- **Exercise brief**
Could you convert every row below into a two-column CSV with the headers "prompt" and "target", one CSV line per row, putting the row's text in "prompt" and its points in "target"? Wrap each field in double quotes and replace any line breaks inside a field with spaces.

- **Data records**
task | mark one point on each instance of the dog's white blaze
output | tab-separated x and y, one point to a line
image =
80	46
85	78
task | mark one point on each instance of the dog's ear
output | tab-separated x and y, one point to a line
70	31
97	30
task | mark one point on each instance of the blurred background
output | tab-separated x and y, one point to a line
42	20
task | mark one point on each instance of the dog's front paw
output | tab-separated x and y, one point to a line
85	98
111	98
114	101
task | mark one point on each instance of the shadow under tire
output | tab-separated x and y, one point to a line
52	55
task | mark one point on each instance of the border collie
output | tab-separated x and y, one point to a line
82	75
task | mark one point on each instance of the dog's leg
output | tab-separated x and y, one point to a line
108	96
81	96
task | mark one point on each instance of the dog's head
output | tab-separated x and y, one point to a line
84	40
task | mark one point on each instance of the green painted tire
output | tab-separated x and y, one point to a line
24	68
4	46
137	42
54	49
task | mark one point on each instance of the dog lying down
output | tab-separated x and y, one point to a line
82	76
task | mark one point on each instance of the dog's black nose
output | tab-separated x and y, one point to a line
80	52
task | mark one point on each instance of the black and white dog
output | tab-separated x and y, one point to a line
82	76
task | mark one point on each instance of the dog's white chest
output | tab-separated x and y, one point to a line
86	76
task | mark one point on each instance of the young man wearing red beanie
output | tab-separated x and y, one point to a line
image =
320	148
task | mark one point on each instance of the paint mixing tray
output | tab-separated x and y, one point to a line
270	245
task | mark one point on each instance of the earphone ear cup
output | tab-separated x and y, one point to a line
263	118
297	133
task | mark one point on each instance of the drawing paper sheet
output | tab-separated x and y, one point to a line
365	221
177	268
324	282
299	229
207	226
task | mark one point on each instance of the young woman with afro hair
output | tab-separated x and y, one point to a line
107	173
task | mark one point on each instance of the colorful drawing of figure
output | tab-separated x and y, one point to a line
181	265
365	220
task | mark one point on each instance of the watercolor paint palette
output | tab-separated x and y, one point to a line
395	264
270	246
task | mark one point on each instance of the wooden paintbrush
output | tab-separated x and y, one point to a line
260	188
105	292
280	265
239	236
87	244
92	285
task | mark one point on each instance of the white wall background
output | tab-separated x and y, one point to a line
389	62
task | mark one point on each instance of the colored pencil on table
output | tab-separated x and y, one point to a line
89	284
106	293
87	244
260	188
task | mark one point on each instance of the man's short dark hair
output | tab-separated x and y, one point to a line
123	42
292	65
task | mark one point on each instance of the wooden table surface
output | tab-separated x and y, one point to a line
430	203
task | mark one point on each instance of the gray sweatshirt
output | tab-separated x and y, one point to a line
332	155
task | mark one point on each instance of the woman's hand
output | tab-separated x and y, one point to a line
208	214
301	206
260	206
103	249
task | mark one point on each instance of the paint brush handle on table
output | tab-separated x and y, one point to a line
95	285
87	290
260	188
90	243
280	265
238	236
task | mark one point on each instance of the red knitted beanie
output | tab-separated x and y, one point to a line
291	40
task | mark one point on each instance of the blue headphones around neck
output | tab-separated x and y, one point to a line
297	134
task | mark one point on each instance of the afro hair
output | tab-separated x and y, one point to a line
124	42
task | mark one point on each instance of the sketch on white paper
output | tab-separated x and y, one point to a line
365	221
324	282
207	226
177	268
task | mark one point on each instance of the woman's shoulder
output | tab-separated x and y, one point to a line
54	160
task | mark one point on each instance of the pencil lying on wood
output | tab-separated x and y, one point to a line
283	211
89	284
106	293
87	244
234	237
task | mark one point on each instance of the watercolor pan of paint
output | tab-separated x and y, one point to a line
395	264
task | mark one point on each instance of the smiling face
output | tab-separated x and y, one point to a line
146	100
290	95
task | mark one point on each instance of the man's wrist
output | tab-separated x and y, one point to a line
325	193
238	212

- **Exercise solution**
prompt,target
"task | mark one point on each instance of the dog's white blaze output | tab-separated x and y, one point to a line image =","80	46 85	78"
"task | mark one point on each instance of the dog's ear output | tab-separated x and y, one point to a line","70	31 97	30"
"task | mark one point on each instance of the blurred background output | tab-separated x and y, one point to a line","42	20"
"task | mark one point on each instance of the dog's front paw output | tab-separated x and y, one point to a line","85	98 111	98 114	101"
"task | mark one point on each instance of the shadow under tire output | tab-separated x and y, one point to a line","52	55"
"task | mark one point on each instance of the border collie output | tab-separated x and y, one point to a line","82	75"
"task | mark one point on each instance of the dog's leg output | tab-separated x and y, one point to a line","108	96 81	96"
"task | mark one point on each instance of the dog's head output | tab-separated x and y, one point to a line","84	40"
"task | mark one point on each instance of the green painted tire output | tab-separated x and y, one point to a line","24	68 4	46 137	42 54	49"
"task | mark one point on each instance of the dog lying down output | tab-separated x and y, one point to a line","82	76"
"task | mark one point on each instance of the dog's black nose output | tab-separated x and y, one point to a line","80	52"
"task | mark one point on each instance of the black and white dog output | tab-separated x and y, one point to a line","82	76"
"task | mark one point on each instance of the dog's white chest output | tab-separated x and y, one point to a line","86	76"
"task | mark one point on each instance of the young man wearing red beanie output | tab-separated x and y, one point to a line image =","320	148"
"task | mark one point on each instance of the paint mixing tray output | tab-separated x and y, one point to a line","270	245"
"task | mark one point on each instance of the earphone ear cup output | tab-separated x and y, one point to a line","263	118 297	133"
"task | mark one point on each instance of the drawing paper sheet output | tab-separated x and y, one point to a line","365	221 177	268 324	282 299	229 207	226"
"task | mark one point on each instance of the young woman with afro hair output | tab-separated x and y, one point to a line","107	173"
"task | mark one point on each instance of the colorful drawing of figure output | tab-separated x and y, one point to a line","181	265 365	220"
"task | mark one point on each instance of the watercolor paint palette output | tab-separated x and y, one point to a line","395	264 270	246"
"task | mark one point on each instance of the wooden paintbrush output | tab-separated x and y, one point to a line","260	188 105	292 280	265 239	236 87	244 92	285"
"task | mark one point on each instance of the white wall background output | tab-separated x and y, one point to a line","389	62"
"task | mark one point on each instance of the colored pencil on table output | tab-separated x and y, one point to a line","89	284 106	293 87	244 260	188"
"task | mark one point on each instance of the man's short dark hair output | tab-separated x and y, one point to a line","123	42 292	65"
"task | mark one point on each instance of the wooden table surface output | tab-separated x and y, one point to a line","430	203"
"task | mark one point on each instance of the gray sweatshirt output | tab-separated x and y, one point to a line","332	155"
"task | mark one point on each instance of the woman's hand output | tab-separated x and y, one point to a line","208	214 301	206 260	206 103	249"
"task | mark one point on each instance of the paint brush handle on table output | tab-separated x and y, one point to a line","95	285 87	290 260	188 90	243 280	265 238	236"
"task | mark one point on each instance of the red knitted beanie output | tab-separated x and y, one point to a line","291	40"
"task | mark one point on each instance of the blue headphones around neck output | tab-separated x and y, one point to a line","297	134"
"task | mark one point on each instance of the afro hair output | tab-separated x and y, one point to a line","124	42"
"task | mark one point on each instance of the sketch on white paper output | tab-separated x and y, one point to a line","365	221 324	282 207	226 177	268"
"task | mark one point on each instance of the woman's shoulder output | tab-separated x and y, one point to a line","54	160"
"task | mark one point on each instance of the pencil lying on wood output | tab-separated x and y, one point to a line","283	211 89	284 106	293 87	244 234	237"
"task | mark one point on each instance of the watercolor pan of paint output | tab-separated x and y, one point to a line","395	264"
"task | mark one point on each instance of the smiling face output | tab-separated x and y, one point to a line","146	100 290	95"
"task | mark one point on each instance of the man's wrist output | tab-separated x and y, one point to a line","325	193 238	212"